• [Aufgabenstellung]: Gib den Absatz im Ausgangstext, der mit „Bereits 1946 wird er“ beginnt, als knappe Liste wieder. Die wesentlichen Fakten müssen erhalten bleiben.

• [Ausgangstext]:
Bereits 1946 wird er Vorsitzender der CDU in seiner Geburtsstadt Fulda. Von April bis Juli 1946 ist er hier Vorsitzender der Spruchkammer, und vom 1.August 1946 bis 1956 amtiert er als Oberbürgermeister. Wie andere Politiker dieser Zeit macht sich auch Raabe um den Wiederaufbau verdient, lässt Wohnungen, neue Schulen und Krankenhäuser bauen. Darüber hinaus gelingt es Raabe, Wirtschaft und Kultur wieder zu beleben.
Außerdem ist Raabe 1946 Mitglied der Verfassungberatenden Landesversammlung sowie Abgeordneter und erster Vizepräsident des Hessischen Landtags, dem er bis 1962 angehört. Er wird mit dem Großen Bundesverdienstkreuz mit Stern und 1967 mit der Wilhelm-Leuschner-Medaille ausgezeichnet. Raabe stirbt am 3. Mai 1971 in Gersfeld/ Rhön.
Die Christlich Demokratische Union gründet sich als interkonfessionelle Sammlungspartei und verfolgt in Hessen einen sehr sozialen Kurs. Das erleichtert ihr Ende 1946, mit der SPD eine große Koalition auf Landesebene einzugehen. Die CDU hat allerdings damit zu kämpfen, dass sie bei evangelischen Wählern nicht so viel Anklang findet wie bei katholischen. Bezeichnenderweise hat der katholisch geprägte Kreisverband Fulda die meisten Mitglieder.

• [Angezeigte Informationen]:
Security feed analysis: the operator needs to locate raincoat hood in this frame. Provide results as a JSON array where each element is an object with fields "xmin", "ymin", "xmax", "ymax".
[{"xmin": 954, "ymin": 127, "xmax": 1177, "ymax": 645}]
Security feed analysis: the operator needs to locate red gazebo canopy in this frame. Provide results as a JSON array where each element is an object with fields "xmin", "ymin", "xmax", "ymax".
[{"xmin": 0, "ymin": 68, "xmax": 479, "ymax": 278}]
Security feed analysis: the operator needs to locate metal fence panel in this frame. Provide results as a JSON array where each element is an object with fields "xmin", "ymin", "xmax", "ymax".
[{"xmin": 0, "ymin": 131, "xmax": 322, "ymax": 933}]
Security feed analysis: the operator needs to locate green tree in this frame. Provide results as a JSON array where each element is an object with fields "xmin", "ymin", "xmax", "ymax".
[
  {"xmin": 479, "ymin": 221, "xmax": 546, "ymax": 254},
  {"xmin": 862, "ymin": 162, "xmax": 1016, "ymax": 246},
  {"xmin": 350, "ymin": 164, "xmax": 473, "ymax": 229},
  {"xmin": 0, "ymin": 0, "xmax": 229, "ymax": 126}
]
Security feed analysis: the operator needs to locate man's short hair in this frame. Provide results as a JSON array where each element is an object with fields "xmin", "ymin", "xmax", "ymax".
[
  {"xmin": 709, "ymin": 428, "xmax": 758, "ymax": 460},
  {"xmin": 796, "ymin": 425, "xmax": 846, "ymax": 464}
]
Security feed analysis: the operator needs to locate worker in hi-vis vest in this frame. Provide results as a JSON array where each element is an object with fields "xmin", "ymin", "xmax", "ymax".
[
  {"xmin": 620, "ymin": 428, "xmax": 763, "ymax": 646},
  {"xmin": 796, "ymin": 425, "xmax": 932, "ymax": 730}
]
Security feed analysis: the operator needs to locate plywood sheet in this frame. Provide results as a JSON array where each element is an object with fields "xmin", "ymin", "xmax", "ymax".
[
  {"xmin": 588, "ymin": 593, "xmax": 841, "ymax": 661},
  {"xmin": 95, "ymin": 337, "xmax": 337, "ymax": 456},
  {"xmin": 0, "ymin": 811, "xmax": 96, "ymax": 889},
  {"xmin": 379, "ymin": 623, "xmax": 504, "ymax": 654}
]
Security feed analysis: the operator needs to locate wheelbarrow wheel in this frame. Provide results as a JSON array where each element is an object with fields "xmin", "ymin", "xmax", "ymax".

• [Ergebnis der Übung]:
- 1946: Vorsitzender der CDU in Fulda, seiner Geburtsstadt
- April bis Juli 1946: Vorsitzender der Spruchkammer in Fulda
- 1. August 1946 bis 1956: Oberbürgermeister von Fulda
- Verdienste um den Wiederaufbau: Bau von Wohnungen, neuen Schulen und Krankenhäusern
- Wiederbelebung von Wirtschaft und Kultur